## EXERCISE BRIEF
Once you find the line that contains "<point>639,301</point>", write out that line and every line after it to the end of the records, exactly and with nothing else.

Stored entries:
<<<<

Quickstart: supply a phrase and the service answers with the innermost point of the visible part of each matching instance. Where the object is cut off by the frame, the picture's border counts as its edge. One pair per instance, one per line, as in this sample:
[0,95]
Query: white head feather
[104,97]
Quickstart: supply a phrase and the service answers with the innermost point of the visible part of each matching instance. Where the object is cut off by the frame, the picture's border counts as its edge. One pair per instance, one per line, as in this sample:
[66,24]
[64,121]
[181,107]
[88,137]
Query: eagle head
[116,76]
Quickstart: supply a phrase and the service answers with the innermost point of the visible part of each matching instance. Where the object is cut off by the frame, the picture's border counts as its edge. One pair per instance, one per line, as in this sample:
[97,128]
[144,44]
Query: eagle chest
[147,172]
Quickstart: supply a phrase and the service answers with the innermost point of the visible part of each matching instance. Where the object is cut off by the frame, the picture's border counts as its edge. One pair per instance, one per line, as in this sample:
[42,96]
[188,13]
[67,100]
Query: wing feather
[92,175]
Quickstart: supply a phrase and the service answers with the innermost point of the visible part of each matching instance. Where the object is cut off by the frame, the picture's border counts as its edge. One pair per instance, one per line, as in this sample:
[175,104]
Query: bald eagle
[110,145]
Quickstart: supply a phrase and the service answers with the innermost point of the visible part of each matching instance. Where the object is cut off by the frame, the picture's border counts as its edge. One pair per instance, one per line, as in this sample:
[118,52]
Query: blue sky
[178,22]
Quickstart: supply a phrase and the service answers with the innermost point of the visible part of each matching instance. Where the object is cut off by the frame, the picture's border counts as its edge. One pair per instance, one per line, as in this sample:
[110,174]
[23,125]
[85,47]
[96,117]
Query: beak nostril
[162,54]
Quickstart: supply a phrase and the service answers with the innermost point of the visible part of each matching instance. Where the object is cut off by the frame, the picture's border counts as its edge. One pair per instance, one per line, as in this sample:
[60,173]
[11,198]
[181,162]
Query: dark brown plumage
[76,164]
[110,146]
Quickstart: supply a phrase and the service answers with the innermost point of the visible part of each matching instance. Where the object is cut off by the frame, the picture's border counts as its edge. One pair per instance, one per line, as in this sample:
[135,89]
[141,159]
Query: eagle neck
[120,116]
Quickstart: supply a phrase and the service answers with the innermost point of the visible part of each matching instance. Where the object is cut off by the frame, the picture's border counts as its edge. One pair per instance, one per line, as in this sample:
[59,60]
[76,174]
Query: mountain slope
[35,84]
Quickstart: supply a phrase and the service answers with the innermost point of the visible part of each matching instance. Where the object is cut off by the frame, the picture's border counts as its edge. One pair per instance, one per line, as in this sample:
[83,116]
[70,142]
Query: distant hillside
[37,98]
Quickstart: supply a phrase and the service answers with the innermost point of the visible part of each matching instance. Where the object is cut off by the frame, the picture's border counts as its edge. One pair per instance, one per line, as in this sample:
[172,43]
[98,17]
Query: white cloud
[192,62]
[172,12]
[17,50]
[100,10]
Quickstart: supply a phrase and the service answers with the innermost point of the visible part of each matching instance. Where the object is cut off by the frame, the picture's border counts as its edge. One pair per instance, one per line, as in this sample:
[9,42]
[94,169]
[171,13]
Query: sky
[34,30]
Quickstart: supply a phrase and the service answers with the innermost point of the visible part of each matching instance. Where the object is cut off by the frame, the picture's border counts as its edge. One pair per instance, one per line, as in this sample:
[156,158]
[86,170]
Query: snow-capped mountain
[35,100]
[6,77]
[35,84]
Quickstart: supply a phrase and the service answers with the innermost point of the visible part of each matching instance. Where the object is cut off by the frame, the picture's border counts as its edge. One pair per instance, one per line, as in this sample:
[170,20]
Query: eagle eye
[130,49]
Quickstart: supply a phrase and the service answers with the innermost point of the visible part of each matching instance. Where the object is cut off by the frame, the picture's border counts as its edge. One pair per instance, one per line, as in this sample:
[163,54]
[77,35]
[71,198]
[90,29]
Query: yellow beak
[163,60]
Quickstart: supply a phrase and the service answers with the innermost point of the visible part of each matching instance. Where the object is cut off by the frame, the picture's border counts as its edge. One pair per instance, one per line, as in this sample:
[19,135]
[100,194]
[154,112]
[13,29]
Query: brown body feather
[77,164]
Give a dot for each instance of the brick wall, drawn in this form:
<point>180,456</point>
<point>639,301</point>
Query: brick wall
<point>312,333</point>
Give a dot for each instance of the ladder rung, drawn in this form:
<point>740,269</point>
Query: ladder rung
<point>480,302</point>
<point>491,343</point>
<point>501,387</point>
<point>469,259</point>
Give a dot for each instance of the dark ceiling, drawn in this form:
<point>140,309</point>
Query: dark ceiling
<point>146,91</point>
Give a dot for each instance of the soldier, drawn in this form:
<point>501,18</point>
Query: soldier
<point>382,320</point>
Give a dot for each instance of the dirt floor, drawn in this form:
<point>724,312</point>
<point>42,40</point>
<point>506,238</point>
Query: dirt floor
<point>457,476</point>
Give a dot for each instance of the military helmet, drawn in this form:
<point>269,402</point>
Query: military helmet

>>>>

## TASK OUTPUT
<point>639,301</point>
Query: brick wall
<point>312,333</point>
Give a dot for each instance of the ladder rung, drawn in this form:
<point>740,269</point>
Query: ladder rung
<point>480,302</point>
<point>491,343</point>
<point>501,387</point>
<point>469,259</point>
Give a dot for each instance of the dark ceiling, drawn in this form:
<point>140,309</point>
Query: dark ceiling
<point>146,91</point>
Give a dot for each instance of the soldier, drawn in this form:
<point>501,18</point>
Query: soldier
<point>382,320</point>
Give a dot for each instance of the dirt floor, drawn in this form:
<point>724,312</point>
<point>42,40</point>
<point>506,238</point>
Query: dirt floor
<point>457,476</point>
Give a dot for each instance of the military helmet, drawn in this form:
<point>269,402</point>
Query: military helmet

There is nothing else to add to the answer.